[Dataset rows]

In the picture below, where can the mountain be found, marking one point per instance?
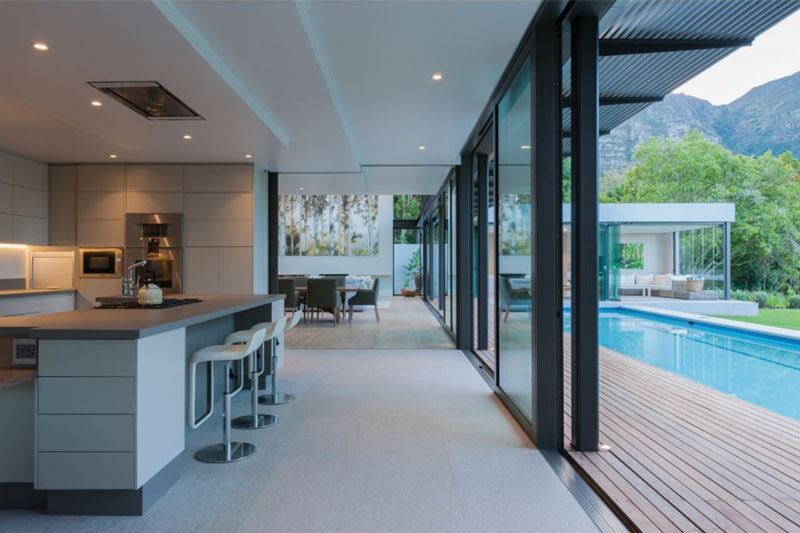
(766, 118)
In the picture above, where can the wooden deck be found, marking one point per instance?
(685, 457)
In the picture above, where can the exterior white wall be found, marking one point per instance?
(657, 252)
(375, 265)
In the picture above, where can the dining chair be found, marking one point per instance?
(366, 297)
(286, 287)
(322, 295)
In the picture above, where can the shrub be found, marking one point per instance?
(776, 301)
(761, 297)
(744, 296)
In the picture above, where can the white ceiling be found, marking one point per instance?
(306, 87)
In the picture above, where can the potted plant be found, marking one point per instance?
(694, 283)
(412, 269)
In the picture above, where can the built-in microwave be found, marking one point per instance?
(100, 263)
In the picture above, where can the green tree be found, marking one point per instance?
(765, 239)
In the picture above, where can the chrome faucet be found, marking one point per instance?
(130, 285)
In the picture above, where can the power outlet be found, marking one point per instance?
(24, 352)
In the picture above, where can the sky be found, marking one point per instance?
(774, 54)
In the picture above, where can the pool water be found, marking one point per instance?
(761, 369)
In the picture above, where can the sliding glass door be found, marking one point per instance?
(514, 342)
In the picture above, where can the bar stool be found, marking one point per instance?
(254, 420)
(274, 398)
(226, 451)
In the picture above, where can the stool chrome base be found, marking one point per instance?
(246, 422)
(279, 399)
(216, 453)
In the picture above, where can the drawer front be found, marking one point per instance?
(76, 471)
(87, 358)
(22, 305)
(54, 303)
(85, 433)
(86, 396)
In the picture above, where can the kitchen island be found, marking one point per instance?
(110, 398)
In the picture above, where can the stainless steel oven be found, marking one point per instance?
(157, 238)
(99, 263)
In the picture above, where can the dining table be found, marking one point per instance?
(342, 292)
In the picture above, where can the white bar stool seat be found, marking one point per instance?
(226, 451)
(255, 420)
(275, 398)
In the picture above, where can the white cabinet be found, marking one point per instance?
(23, 200)
(104, 432)
(101, 233)
(201, 270)
(219, 206)
(6, 228)
(219, 233)
(100, 206)
(154, 178)
(100, 178)
(6, 198)
(236, 270)
(153, 202)
(63, 208)
(218, 178)
(29, 230)
(37, 303)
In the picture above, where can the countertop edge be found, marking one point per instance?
(128, 334)
(22, 293)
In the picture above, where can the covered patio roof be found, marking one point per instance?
(673, 214)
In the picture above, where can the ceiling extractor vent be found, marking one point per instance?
(148, 98)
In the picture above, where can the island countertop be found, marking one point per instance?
(131, 323)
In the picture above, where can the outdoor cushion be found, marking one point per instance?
(662, 280)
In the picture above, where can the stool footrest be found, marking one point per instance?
(246, 422)
(216, 453)
(278, 399)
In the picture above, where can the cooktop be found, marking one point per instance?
(171, 302)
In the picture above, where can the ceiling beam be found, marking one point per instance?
(617, 47)
(196, 39)
(566, 101)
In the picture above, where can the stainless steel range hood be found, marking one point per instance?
(148, 98)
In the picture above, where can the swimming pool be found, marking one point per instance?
(761, 369)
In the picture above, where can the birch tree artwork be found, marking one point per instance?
(328, 225)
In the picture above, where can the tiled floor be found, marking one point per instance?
(377, 441)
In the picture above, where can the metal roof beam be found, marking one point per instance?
(618, 47)
(619, 100)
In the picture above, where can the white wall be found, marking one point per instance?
(657, 252)
(23, 200)
(375, 265)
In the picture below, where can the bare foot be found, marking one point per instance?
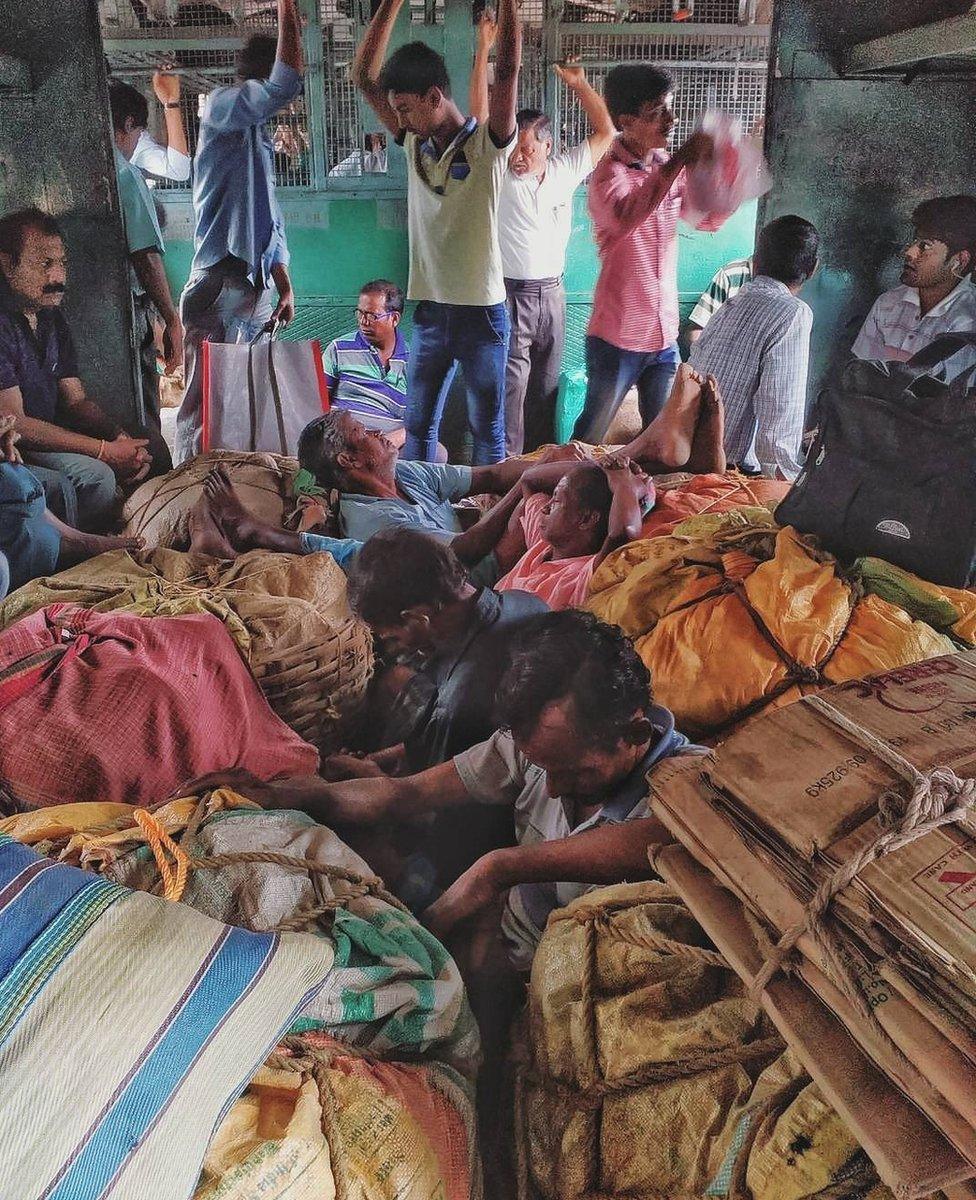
(234, 522)
(666, 442)
(77, 546)
(205, 535)
(708, 445)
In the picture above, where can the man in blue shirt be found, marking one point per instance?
(77, 450)
(239, 241)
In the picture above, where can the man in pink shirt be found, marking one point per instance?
(557, 541)
(636, 195)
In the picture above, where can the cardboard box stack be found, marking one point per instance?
(830, 851)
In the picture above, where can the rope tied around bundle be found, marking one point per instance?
(588, 1097)
(174, 871)
(939, 797)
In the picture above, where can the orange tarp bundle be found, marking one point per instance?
(710, 493)
(738, 619)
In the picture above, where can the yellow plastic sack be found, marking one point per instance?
(742, 618)
(651, 1074)
(288, 615)
(641, 1059)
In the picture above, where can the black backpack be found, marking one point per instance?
(892, 471)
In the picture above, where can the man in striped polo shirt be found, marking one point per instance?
(636, 196)
(366, 371)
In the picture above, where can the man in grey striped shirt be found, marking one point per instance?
(758, 346)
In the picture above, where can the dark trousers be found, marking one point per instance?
(537, 311)
(444, 337)
(611, 372)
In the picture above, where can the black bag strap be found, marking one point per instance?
(282, 436)
(940, 351)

[Work to be completed] Lay out every line of the dataset rows above as a Markdown table with two columns, No. for the line number and Text for the line, and omit blank lines. Leave the pictures out of the answer.

[Expected answer]
| No. | Text |
|---|---|
| 1 | In the picture below, where can the mountain be found, marking one point per instance? |
| 2 | (766, 118) |
| 3 | In the picture above, where can the wooden deck be found, marking one point per instance? |
| 4 | (685, 457) |
| 5 | In the picture above, where can the exterior white wall be found, marking one point per instance? |
| 6 | (657, 252) |
| 7 | (375, 265) |
| 8 | In the picture above, where can the dining chair be found, marking one point per instance? |
| 9 | (366, 297) |
| 10 | (286, 287) |
| 11 | (322, 295) |
| 12 | In the picture above, where can the shrub be found, marking one point per instance? |
| 13 | (776, 301) |
| 14 | (761, 297) |
| 15 | (744, 296) |
| 16 | In the picture above, where can the white ceiling be found, marking one point per instance? |
| 17 | (306, 87) |
| 18 | In the picture above, where can the potted plant be found, marking one point per instance? |
| 19 | (694, 283) |
| 20 | (412, 269) |
| 21 | In the picture above, where can the built-in microwave be found, marking one point per instance? |
| 22 | (100, 263) |
| 23 | In the picture above, where can the green tree be found, marking one point per instance? |
| 24 | (765, 239) |
| 25 | In the picture above, where can the chrome faucet be found, marking one point per instance? |
| 26 | (130, 285) |
| 27 | In the picture above, where can the power outlet be found, marking one point per instance? |
| 28 | (24, 352) |
| 29 | In the picture above, where can the sky be found, marking one point per instance? |
| 30 | (774, 54) |
| 31 | In the picture above, where can the pool water be found, marking one point per instance? |
| 32 | (761, 369) |
| 33 | In the picture above, where can the sliding glass door be found, marking one point per instance? |
| 34 | (514, 342) |
| 35 | In the picture above, where can the bar stool be found, marking one point per instance? |
| 36 | (254, 420) |
| 37 | (274, 398) |
| 38 | (226, 451) |
| 39 | In the picture above, where can the stool chrome base be found, marking one point per instance? |
| 40 | (246, 422) |
| 41 | (279, 399) |
| 42 | (216, 453) |
| 43 | In the picture above, where can the drawer front be found, marking one point per instance? |
| 44 | (76, 471) |
| 45 | (87, 358) |
| 46 | (22, 305) |
| 47 | (54, 303) |
| 48 | (85, 433) |
| 49 | (86, 396) |
| 50 | In the picture above, where can the kitchen island be found, marking one point per instance? |
| 51 | (110, 398) |
| 52 | In the picture above, where can the stainless steel oven be found, marking one point per instance? |
| 53 | (157, 238) |
| 54 | (99, 263) |
| 55 | In the picture above, where can the dining table be found, marking one point per instance? |
| 56 | (342, 292) |
| 57 | In the picture above, where can the white bar stool seat be found, marking one point per instance? |
| 58 | (226, 451) |
| 59 | (255, 420) |
| 60 | (275, 398) |
| 61 | In the picture above, where can the white cabinet be found, marking one point per instance? |
| 62 | (23, 200) |
| 63 | (104, 432) |
| 64 | (101, 233) |
| 65 | (201, 270) |
| 66 | (219, 206) |
| 67 | (6, 228) |
| 68 | (219, 233) |
| 69 | (100, 206) |
| 70 | (154, 178) |
| 71 | (100, 178) |
| 72 | (6, 198) |
| 73 | (236, 270) |
| 74 | (153, 202) |
| 75 | (63, 208) |
| 76 | (218, 178) |
| 77 | (29, 230) |
| 78 | (37, 303) |
| 79 | In the picture above, where can the countertop edge be found, marking one point per instance? |
| 80 | (128, 334) |
| 81 | (22, 293) |
| 82 | In the picture above, where can the covered patio roof be found, marking one point per instance? |
| 83 | (673, 214) |
| 84 | In the picture above, where can the ceiling extractor vent be found, marking one point per instance? |
| 85 | (148, 98) |
| 86 | In the picture above, where can the island countertop be found, marking one point per instance? |
| 87 | (131, 323) |
| 88 | In the picture above, where can the outdoor cushion be found, marking one point per instance? |
| 89 | (662, 280) |
| 90 | In the picture above, where can the stool footrest be found, marking one point per instance? |
| 91 | (246, 422) |
| 92 | (216, 453) |
| 93 | (278, 399) |
| 94 | In the picture above, where can the cooktop be found, marking one point per instance? |
| 95 | (171, 302) |
| 96 | In the picture above, where can the ceiling beam be found, marking one point per instance? |
| 97 | (617, 47) |
| 98 | (196, 39) |
| 99 | (566, 101) |
| 100 | In the picture above, where can the stainless steel range hood be found, marking one point per instance? |
| 101 | (148, 98) |
| 102 | In the picture above, where can the swimming pool be found, marking one point per instance? |
| 103 | (761, 369) |
| 104 | In the picture above, where can the birch tree artwork be found, marking one point per instance? |
| 105 | (328, 225) |
| 106 | In the picture above, where can the tiled floor be found, marking one point per instance? |
| 107 | (377, 441) |
| 108 | In the picture above, where can the metal roof beam be found, marking one point per instance? |
| 109 | (618, 47) |
| 110 | (619, 100) |
| 111 | In the picture above, where can the white wall be found, marking one point per instance? |
| 112 | (657, 252) |
| 113 | (23, 200) |
| 114 | (375, 265) |
| 115 | In the picture below, where can the bare foot be found, marking one point per instance? |
| 116 | (234, 522) |
| 117 | (666, 442) |
| 118 | (77, 546) |
| 119 | (205, 535) |
| 120 | (708, 445) |
| 121 | In the picture above, where can the man in blue shirt be found, marking one point per instance? |
| 122 | (77, 450) |
| 123 | (239, 241) |
| 124 | In the picture above, where can the man in pink shirt be found, marking one point per instance? |
| 125 | (557, 541) |
| 126 | (636, 195) |
| 127 | In the picture above, where can the cardboard box stack be found, marking one point per instance? |
| 128 | (830, 851) |
| 129 | In the picture above, where can the rope tied around bundle be found, marking one point per instance? |
| 130 | (588, 1097) |
| 131 | (174, 871) |
| 132 | (939, 797) |
| 133 | In the picture above, where can the orange tarp bundle be found, marking one point per instance? |
| 134 | (710, 493) |
| 135 | (738, 619) |
| 136 | In the picture above, where can the yellow plastic sack be found, marking one point per instance? |
| 137 | (742, 618) |
| 138 | (651, 1074) |
| 139 | (288, 615) |
| 140 | (641, 1059) |
| 141 | In the picture above, where can the black backpack be found, marking one point per instance? |
| 142 | (892, 471) |
| 143 | In the picture above, where can the man in striped polo shirt be found, marking one point per instance? |
| 144 | (636, 196) |
| 145 | (366, 371) |
| 146 | In the picture above, where can the man in grey striped shirt be found, marking one point per instance? |
| 147 | (758, 346) |
| 148 | In the picture above, where can the dark trousers be found, marking one point per instance? |
| 149 | (537, 311) |
| 150 | (444, 337) |
| 151 | (611, 372) |
| 152 | In the picture above, where can the black bag strap be found, marking one point per instance? |
| 153 | (282, 436) |
| 154 | (940, 351) |